_Written task_
Please copy out every one of the records below word for word, leaving out the pictures.

>> begin

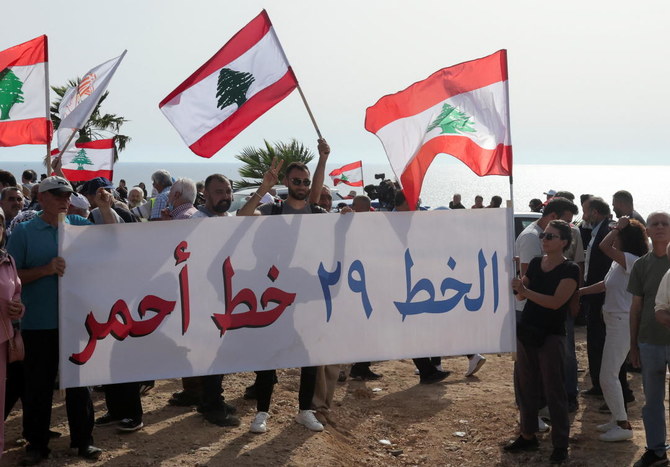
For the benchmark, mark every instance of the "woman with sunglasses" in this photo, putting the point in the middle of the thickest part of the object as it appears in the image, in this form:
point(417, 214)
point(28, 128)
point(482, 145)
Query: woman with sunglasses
point(625, 243)
point(11, 309)
point(549, 283)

>> end

_Complete output_
For the benchmark, mark every instance of the "woman with sunglasses" in this photo, putting the point in the middle of the thickest part of the object as it appears in the image, in this form:
point(417, 214)
point(28, 128)
point(482, 145)
Query: woman with sunglasses
point(625, 243)
point(11, 309)
point(549, 283)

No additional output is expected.